◆ EXERCISE DETAILS ◆
Could you convert every one of the rows below into a JSON list of strings, with one string per line and blank lines left out?

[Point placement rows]
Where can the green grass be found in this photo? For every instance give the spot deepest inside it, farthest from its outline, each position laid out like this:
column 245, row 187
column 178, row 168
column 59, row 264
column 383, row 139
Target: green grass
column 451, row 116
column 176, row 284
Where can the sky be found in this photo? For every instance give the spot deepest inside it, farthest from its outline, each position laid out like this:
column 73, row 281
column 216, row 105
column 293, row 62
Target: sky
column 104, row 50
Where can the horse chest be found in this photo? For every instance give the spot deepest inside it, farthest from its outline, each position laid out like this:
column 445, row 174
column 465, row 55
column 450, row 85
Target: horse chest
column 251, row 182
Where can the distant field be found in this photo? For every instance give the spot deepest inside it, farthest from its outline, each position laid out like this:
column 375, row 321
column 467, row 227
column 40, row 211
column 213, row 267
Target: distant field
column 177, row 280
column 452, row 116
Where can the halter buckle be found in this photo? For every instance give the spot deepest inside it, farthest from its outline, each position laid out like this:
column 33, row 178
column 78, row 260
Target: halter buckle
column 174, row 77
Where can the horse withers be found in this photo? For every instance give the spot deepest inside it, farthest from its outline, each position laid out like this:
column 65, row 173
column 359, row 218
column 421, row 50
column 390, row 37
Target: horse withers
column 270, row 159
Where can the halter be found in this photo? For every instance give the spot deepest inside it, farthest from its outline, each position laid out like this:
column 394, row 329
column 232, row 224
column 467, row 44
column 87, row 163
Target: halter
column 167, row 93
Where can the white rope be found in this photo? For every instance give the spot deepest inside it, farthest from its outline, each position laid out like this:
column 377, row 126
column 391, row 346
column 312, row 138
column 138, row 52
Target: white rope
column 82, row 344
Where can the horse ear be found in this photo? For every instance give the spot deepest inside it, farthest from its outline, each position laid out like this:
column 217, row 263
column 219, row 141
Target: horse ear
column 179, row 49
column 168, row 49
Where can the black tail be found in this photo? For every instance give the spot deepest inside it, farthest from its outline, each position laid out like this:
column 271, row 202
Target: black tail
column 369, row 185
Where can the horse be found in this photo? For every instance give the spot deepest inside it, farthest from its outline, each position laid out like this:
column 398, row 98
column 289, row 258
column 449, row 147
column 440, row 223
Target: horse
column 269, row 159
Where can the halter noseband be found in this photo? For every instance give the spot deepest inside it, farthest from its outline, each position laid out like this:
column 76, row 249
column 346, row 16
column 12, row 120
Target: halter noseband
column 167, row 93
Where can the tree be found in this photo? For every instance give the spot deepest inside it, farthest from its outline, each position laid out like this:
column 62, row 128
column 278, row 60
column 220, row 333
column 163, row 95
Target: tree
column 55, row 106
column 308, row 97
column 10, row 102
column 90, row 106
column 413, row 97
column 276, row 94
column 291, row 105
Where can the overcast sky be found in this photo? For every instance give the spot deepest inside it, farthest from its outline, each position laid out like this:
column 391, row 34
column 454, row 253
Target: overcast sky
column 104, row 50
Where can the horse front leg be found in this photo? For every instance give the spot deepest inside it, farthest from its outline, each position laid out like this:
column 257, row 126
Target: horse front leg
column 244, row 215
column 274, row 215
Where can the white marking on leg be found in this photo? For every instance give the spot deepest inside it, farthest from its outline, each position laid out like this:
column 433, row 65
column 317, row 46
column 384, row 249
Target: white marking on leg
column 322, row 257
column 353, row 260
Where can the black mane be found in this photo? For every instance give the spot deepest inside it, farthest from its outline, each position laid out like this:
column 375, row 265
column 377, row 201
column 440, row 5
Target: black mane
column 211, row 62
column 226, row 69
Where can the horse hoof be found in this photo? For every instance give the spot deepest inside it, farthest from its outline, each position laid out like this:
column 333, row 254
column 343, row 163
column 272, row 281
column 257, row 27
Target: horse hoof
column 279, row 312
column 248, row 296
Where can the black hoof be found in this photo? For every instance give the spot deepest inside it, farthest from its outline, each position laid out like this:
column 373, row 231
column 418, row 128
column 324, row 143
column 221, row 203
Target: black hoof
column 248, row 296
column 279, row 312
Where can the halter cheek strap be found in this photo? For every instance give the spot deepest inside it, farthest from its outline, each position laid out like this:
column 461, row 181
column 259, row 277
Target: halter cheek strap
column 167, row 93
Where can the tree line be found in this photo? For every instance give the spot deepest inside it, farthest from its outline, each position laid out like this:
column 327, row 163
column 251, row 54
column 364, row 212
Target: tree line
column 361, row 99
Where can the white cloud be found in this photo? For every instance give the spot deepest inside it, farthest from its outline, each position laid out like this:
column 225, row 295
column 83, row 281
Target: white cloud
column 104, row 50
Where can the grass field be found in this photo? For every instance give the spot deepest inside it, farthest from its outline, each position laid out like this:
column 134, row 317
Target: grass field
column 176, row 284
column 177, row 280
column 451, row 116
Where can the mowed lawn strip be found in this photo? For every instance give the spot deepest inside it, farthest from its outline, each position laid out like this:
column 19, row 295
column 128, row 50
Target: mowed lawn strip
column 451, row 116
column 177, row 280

◆ WRITTEN ANSWER ◆
[
  "Where can the green grass be found in this photo? For every instance give the spot deepest inside it, farthest from its outline, each position laid out like this:",
  "column 245, row 187",
  "column 178, row 168",
  "column 59, row 264",
  "column 383, row 139",
  "Target: green grass",
  "column 451, row 116",
  "column 176, row 284",
  "Where can the sky be found in this photo? For every instance give the spot deepest inside it, farthest from its outline, each position laid out like this:",
  "column 73, row 281",
  "column 216, row 105",
  "column 293, row 62",
  "Target: sky",
  "column 104, row 50",
  "Where can the horse chest be found in this photo? For every instance give the spot deepest inside it, farthest from its outline, each position laid out like this:",
  "column 445, row 174",
  "column 465, row 55",
  "column 450, row 85",
  "Target: horse chest",
  "column 251, row 182",
  "Where can the distant field be found in this photo? For every instance give the spot deepest inside it, farthest from its outline, each position laid out like this:",
  "column 375, row 321",
  "column 467, row 227",
  "column 40, row 211",
  "column 213, row 267",
  "Target: distant field",
  "column 177, row 280",
  "column 452, row 116",
  "Where can the halter buckle be found in this photo? For every instance give the spot deepest inside it, farthest from its outline, each position laid out like this:",
  "column 33, row 178",
  "column 78, row 260",
  "Target: halter buckle",
  "column 174, row 77",
  "Where can the horse withers be found in this photo? For every instance give the spot deepest inside it, farthest from its outline, each position laid out like this:",
  "column 65, row 173",
  "column 359, row 218",
  "column 421, row 50",
  "column 390, row 37",
  "Target: horse withers",
  "column 270, row 159",
  "Where can the halter be found in this photo? For every instance give the spot deepest inside it, farthest from its outline, each position laid out like this:",
  "column 394, row 329",
  "column 232, row 224",
  "column 467, row 44",
  "column 87, row 163",
  "Target: halter",
  "column 167, row 93",
  "Where can the white rope be found in this photo? For every instance give the spot deepest inside it, farthest from its outline, each position laid out like this:",
  "column 377, row 126",
  "column 391, row 346",
  "column 312, row 138",
  "column 138, row 52",
  "Target: white rope",
  "column 82, row 344",
  "Where can the horse ear be found in this photo? For every instance give the spot deepest inside it, farthest from its outline, each position laid out like this:",
  "column 217, row 263",
  "column 219, row 141",
  "Target: horse ear",
  "column 179, row 49",
  "column 168, row 49",
  "Where can the black tail be found in this photo? For every instance give the spot deepest inside it, farthest from its outline, each position laid out like this:",
  "column 271, row 202",
  "Target: black tail",
  "column 369, row 185",
  "Where can the horse be found in this photo? For every instance give the spot deepest inside it, farthest from its outline, each position laid out like this:",
  "column 398, row 98",
  "column 289, row 258",
  "column 449, row 147",
  "column 440, row 223",
  "Target: horse",
  "column 269, row 159",
  "Where can the halter noseband be found in this photo? For every instance give the spot deepest inside it, farthest from its outline, each position laid out like this:",
  "column 76, row 249",
  "column 346, row 16",
  "column 12, row 120",
  "Target: halter noseband",
  "column 167, row 93",
  "Where can the tree be found in this photo? For every instance give the spot deepest inside it, farthest from its outline, each position laid out like this:",
  "column 62, row 128",
  "column 278, row 60",
  "column 220, row 333",
  "column 163, row 95",
  "Target: tree",
  "column 55, row 106",
  "column 308, row 97",
  "column 10, row 102",
  "column 90, row 106",
  "column 413, row 97",
  "column 276, row 94",
  "column 291, row 105",
  "Where can the overcast sky be found in this photo? For every instance give the spot deepest inside it, farthest from its outline, each position laid out like this:",
  "column 391, row 34",
  "column 454, row 253",
  "Target: overcast sky",
  "column 104, row 50",
  "Where can the horse front leg be found in this photo? For every instance give the spot deepest inside it, farthest from its outline, each position laid out like this:",
  "column 257, row 126",
  "Target: horse front leg",
  "column 244, row 215",
  "column 274, row 215",
  "Where can the white marking on leg be found in this photo? For every instance give the spot deepest inside it, farthest from its outline, each position laid out like this:",
  "column 433, row 65",
  "column 317, row 46",
  "column 384, row 249",
  "Target: white marking on leg",
  "column 322, row 257",
  "column 353, row 260",
  "Where can the black mane be found in this photo? For every instance give the spot deepest inside it, farthest from its outline, each position laid out like this:",
  "column 375, row 265",
  "column 377, row 201",
  "column 440, row 5",
  "Target: black mane",
  "column 211, row 62",
  "column 226, row 69",
  "Where can the horse hoof be found in this photo? For every instance give the spot deepest inside it, farthest from its outline, each position laid out like this:",
  "column 333, row 254",
  "column 343, row 163",
  "column 272, row 281",
  "column 257, row 27",
  "Target: horse hoof",
  "column 279, row 312",
  "column 248, row 296",
  "Where can the black hoof be found in this photo? For every instance give the spot deepest inside it, farthest from its outline, each position laid out like this:",
  "column 373, row 231",
  "column 418, row 128",
  "column 324, row 143",
  "column 221, row 203",
  "Target: black hoof",
  "column 248, row 296",
  "column 279, row 312",
  "Where can the halter cheek strap be found in this photo? For every instance give the spot deepest inside it, farthest from its outline, each position laid out like this:",
  "column 461, row 181",
  "column 259, row 277",
  "Target: halter cheek strap",
  "column 167, row 93",
  "Where can the tree line be found in this photo? For every instance give the spot deepest inside it, farthest from its outline, each position laid out like this:",
  "column 327, row 163",
  "column 251, row 54",
  "column 364, row 212",
  "Target: tree line",
  "column 361, row 99",
  "Where can the white cloud be found in this photo? For every instance give the spot deepest inside it, farthest from its outline, each position laid out like this:",
  "column 225, row 295",
  "column 83, row 281",
  "Target: white cloud",
  "column 104, row 50",
  "Where can the grass field be found in this photo? For every instance give the spot deepest inside it, farthest from its outline, each position laid out like this:",
  "column 134, row 317",
  "Target: grass field",
  "column 176, row 284",
  "column 177, row 280",
  "column 451, row 116",
  "Where can the mowed lawn strip be found in this photo? For every instance give the spot deepest inside it, farthest from its outline, each position laid out like this:",
  "column 19, row 295",
  "column 128, row 50",
  "Target: mowed lawn strip",
  "column 451, row 116",
  "column 177, row 280"
]